Task 1:
In the article on the TUI conference, how much disposable income a week does the teacher Gerry Craughwell described have left as a result of the Budget?
Task 2:
Reproduce word for word the part of the article on the TUI conference starting at "The mood of militancy" and ending at "accept the levy.".

Text section:
Delegates in no mood to accept Ictu or Government calls for social solidarity

Thu, Apr 16, 2009, 01:00

ANALYSIS:WHILE THE cool reception given to Minister for Education Batt O’Keeffe at the TUI conference may have caught most of the media attention yesterday, the mood of anger and frustration had been evident and building from the opening day.

Just how deeply that anger ran became most clear yesterday morning during a debate on a series of emergency motions on pension levies and recruitment embargoes submitted to conference over the past few weeks including some since last week’s Budget.

The mood of militancy was perhaps best caught in an attempt by the executive committee to defer a motion from Dublin Colleges stating the union would not be bound by any national agreement entered into by Ictu that does not remove the public service pension levy.

Speakers from the committee had argued that it should be referred back for further consideration but delegates were having none of it after a rousing speech from Eddie Conlon from Dublin Colleges who castigated Ictu for indicating it would accept the levy.

“David Begg has said publicly that he does not oppose the pension and that we will accept the pension levy. Well, ‘Hello David – where did you get a mandate to say that?’ Why does the leader of the Ictu think he can go on public radio and say that he’s not against it.

“Ictu says it wants a social solidarity pact. The Government’s idea of social solidarity is the people who gathered at the hospitality tent at the Galway Races, their banker and developer friends. They have lots of solidarity for them – no taxes in the Budget, bail out the banks.

“We’re being asked to pay – no solidarity with the poor family who can’t afford to buy their kids schoolbooks, no solidarity with pensioners who are going to lose their Christmas bonus, no solidarity with PAYE worker who gets hit with a €1.4 billion bill in the last Budget.”

Ictu had earlier come in for a similar lambasting from former TUI president Paddy Healy over its willingness to re-enter talks with the Government while it proceeded to introduce a Budget which “took huge lumps of money out of our pockets”.

“We need a congress who know how to fight and whose loyalty is not the boards of State companies or to junkets but to our members who pay their dues and are struggling to pay their mortgages and creche fees who are being devastated by this Government.

“What we need is a new fighting strategy and people need to know that if they are in a war . . . that we’re not lions led by donkeys – we’ve been led by donkeys for long enough.”

Just how devastating the various Government levies are proving for teachers was revealed by Gerry Craughwell from Dún Laoghaire branch when he spoke about a teacher he knew, who as a result of the Budget, is now left with €50 a week disposable income. “She’s part of the new middle class of Ireland, the people we are here today representing and the thieves in the Bank of Ireland and AIB and the property developers and the politicians in Dáil Éireann are telling us we must take pain, they don’t know the meaning of the word ‘pain’.

“We get a certain amount of flak in the press about how we have good solid secure jobs but a teacher with €50 a week disposable income – that’s not a good job . . . if she was on the dole she would get a medical card but all she’s facing now is pay cuts.”

Data excerpt:
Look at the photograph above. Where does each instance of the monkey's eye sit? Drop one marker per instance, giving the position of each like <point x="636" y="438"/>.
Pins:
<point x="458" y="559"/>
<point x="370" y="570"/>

Response box 1:
€50 a week.

Response box 2:
The mood of militancy was perhaps best caught in an attempt by the executive committee to defer a motion from Dublin Colleges stating the union would not be bound by any national agreement entered into by Ictu that does not remove the public service pension levy.

Speakers from the committee had argued that it should be referred back for further consideration but delegates were having none of it after a rousing speech from Eddie Conlon from Dublin Colleges who castigated Ictu for indicating it would accept the levy.